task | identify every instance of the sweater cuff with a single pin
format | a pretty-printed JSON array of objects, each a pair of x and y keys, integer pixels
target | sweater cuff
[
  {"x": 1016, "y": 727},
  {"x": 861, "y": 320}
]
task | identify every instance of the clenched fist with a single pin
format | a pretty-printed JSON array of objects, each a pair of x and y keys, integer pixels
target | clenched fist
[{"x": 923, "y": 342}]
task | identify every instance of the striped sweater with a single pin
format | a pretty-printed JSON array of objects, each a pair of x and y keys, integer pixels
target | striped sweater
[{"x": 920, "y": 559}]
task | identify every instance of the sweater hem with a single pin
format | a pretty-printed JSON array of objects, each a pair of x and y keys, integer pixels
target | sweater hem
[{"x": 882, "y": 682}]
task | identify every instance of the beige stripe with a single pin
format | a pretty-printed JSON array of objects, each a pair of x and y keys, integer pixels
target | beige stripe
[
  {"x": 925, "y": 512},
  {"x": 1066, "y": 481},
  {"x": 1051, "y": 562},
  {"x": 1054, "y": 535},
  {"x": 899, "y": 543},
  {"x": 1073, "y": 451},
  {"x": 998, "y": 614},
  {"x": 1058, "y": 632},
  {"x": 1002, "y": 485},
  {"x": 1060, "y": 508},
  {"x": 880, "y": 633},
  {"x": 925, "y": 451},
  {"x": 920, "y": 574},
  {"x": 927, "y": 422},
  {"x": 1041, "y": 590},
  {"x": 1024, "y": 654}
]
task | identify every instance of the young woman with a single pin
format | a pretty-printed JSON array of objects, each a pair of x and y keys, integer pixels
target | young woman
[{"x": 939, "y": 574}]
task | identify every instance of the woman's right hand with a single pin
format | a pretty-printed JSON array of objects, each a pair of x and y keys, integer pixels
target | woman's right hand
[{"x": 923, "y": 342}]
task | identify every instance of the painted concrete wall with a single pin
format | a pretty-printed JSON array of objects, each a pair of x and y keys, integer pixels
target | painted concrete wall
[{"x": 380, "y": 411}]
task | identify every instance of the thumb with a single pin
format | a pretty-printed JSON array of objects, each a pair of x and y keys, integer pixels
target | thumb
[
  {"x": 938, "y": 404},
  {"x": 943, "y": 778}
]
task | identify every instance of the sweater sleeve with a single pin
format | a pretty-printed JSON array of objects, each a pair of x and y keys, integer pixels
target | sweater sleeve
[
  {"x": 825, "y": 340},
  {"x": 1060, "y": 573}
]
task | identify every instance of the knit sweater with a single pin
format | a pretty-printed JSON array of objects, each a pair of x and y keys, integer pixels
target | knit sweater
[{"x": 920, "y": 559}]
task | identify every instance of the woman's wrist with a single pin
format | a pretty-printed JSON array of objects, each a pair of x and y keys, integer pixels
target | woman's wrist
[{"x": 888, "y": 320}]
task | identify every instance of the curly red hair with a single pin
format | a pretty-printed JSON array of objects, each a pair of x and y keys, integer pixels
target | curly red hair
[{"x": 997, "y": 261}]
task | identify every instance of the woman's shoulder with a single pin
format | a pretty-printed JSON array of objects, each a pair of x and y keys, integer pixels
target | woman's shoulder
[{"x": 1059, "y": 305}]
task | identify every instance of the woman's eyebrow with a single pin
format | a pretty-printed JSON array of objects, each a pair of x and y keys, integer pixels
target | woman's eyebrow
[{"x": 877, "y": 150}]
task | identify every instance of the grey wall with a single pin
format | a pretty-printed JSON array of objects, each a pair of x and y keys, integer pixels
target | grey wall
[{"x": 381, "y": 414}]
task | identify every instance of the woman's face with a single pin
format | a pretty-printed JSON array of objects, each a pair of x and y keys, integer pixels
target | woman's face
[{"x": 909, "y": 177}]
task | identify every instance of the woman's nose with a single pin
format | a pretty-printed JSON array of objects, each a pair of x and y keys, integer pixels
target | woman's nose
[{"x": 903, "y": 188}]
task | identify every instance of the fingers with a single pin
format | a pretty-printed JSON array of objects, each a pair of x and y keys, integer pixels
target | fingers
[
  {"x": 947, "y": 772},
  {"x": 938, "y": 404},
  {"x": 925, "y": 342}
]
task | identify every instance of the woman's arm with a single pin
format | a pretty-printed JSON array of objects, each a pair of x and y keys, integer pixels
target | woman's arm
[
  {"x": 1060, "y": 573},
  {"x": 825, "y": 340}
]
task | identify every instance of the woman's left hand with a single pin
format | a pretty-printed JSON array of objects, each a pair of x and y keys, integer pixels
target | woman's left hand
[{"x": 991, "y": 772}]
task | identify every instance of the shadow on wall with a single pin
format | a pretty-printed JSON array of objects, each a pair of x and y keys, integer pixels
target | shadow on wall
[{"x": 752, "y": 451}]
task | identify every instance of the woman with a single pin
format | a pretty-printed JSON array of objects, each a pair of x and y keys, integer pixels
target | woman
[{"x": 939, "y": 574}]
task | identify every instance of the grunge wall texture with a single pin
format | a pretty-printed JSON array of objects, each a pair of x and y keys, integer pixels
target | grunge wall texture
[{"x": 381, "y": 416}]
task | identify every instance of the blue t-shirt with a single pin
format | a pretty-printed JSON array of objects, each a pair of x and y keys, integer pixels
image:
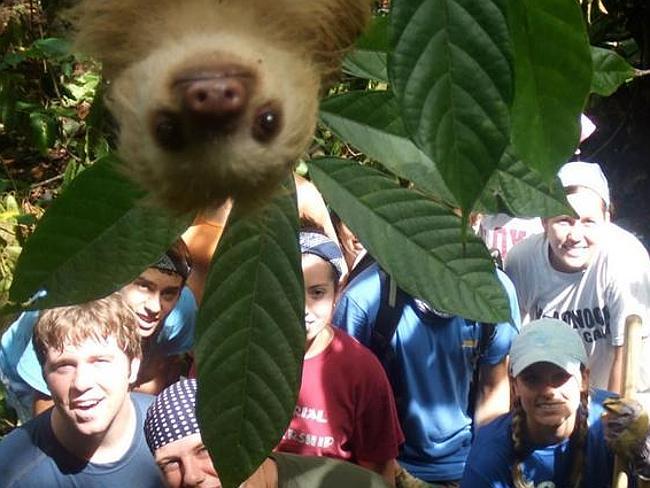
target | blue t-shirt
[
  {"x": 32, "y": 456},
  {"x": 435, "y": 357},
  {"x": 490, "y": 461},
  {"x": 21, "y": 372}
]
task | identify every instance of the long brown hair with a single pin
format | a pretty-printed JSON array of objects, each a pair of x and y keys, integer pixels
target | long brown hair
[{"x": 577, "y": 443}]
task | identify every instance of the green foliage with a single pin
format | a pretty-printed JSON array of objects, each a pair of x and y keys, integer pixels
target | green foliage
[
  {"x": 453, "y": 88},
  {"x": 95, "y": 238},
  {"x": 469, "y": 105},
  {"x": 610, "y": 71},
  {"x": 552, "y": 79},
  {"x": 401, "y": 227},
  {"x": 250, "y": 330}
]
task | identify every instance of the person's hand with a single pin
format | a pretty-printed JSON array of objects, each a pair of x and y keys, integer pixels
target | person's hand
[{"x": 626, "y": 426}]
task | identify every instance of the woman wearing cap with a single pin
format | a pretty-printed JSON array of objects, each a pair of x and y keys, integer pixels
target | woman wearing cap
[
  {"x": 587, "y": 272},
  {"x": 345, "y": 406},
  {"x": 555, "y": 435}
]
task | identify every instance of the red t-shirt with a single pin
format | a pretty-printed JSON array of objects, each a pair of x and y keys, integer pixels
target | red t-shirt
[{"x": 345, "y": 407}]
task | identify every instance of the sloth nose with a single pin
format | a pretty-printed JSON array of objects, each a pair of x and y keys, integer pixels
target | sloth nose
[
  {"x": 215, "y": 97},
  {"x": 212, "y": 105}
]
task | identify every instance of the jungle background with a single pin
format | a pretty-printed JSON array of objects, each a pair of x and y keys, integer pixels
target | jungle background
[{"x": 53, "y": 126}]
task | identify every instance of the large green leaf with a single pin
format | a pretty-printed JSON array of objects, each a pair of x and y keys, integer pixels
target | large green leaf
[
  {"x": 368, "y": 60},
  {"x": 250, "y": 338},
  {"x": 552, "y": 79},
  {"x": 451, "y": 72},
  {"x": 372, "y": 123},
  {"x": 415, "y": 240},
  {"x": 610, "y": 71},
  {"x": 521, "y": 191},
  {"x": 97, "y": 236}
]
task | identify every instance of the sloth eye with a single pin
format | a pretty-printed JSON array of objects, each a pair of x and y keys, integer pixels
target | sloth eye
[
  {"x": 168, "y": 131},
  {"x": 266, "y": 124}
]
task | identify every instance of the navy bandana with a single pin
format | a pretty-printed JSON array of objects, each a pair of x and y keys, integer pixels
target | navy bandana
[
  {"x": 322, "y": 246},
  {"x": 171, "y": 416}
]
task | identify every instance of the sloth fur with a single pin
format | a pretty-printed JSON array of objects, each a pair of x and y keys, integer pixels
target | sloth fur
[{"x": 215, "y": 98}]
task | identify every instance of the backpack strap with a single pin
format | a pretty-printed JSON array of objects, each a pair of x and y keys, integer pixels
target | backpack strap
[
  {"x": 486, "y": 335},
  {"x": 391, "y": 305},
  {"x": 363, "y": 263}
]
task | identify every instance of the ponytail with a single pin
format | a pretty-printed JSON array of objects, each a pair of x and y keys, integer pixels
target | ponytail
[{"x": 519, "y": 445}]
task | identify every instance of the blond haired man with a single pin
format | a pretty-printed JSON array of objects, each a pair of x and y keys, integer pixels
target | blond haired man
[{"x": 90, "y": 355}]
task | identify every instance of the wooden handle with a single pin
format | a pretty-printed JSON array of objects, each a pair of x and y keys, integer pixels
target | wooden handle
[{"x": 631, "y": 356}]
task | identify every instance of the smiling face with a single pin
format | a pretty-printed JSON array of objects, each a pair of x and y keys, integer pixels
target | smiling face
[
  {"x": 550, "y": 396},
  {"x": 186, "y": 463},
  {"x": 320, "y": 292},
  {"x": 151, "y": 296},
  {"x": 573, "y": 242},
  {"x": 89, "y": 383}
]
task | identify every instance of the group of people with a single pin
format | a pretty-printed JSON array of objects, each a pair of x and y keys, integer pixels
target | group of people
[{"x": 393, "y": 393}]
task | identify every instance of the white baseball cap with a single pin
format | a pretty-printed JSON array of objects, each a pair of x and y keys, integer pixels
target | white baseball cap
[
  {"x": 550, "y": 341},
  {"x": 589, "y": 175}
]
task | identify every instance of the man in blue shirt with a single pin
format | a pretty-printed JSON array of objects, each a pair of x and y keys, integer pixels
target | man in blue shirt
[
  {"x": 434, "y": 356},
  {"x": 93, "y": 436},
  {"x": 165, "y": 311}
]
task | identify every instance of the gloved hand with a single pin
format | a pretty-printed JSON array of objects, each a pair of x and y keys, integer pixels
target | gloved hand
[{"x": 626, "y": 430}]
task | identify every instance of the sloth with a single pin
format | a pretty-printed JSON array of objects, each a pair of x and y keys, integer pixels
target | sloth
[{"x": 215, "y": 98}]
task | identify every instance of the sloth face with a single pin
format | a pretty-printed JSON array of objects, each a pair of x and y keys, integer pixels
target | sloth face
[{"x": 208, "y": 117}]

## DIRECTIONS
Starting with the line that contains "task | identify every instance of the man", print each line through the last one in the listing. Include both end lines and add nothing.

## THE COMPLETED TASK
task | identify every instance of the man in blue shirt with a single pin
format | a pretty-printed JSON array of objects, each a pair of x and y keys, integer pixels
target | man in blue shirt
[
  {"x": 434, "y": 356},
  {"x": 93, "y": 436},
  {"x": 165, "y": 311}
]
task | identify every instance of the gloved hand with a single pin
format | a pretty-printed JSON array of objects, each a pair of x and y keys, integer pixels
target | gloved hand
[{"x": 626, "y": 430}]
task | identify every instance of the sloth with a single pin
format | a pretty-printed JSON array of objects, each a pair of x and y keys, integer pixels
target | sloth
[{"x": 215, "y": 98}]
task | identify every instance of the sloth face with a single pin
format | a pretty-printed JSON array of objects, each a pair of x and y keys, integer pixels
target | sloth face
[{"x": 208, "y": 117}]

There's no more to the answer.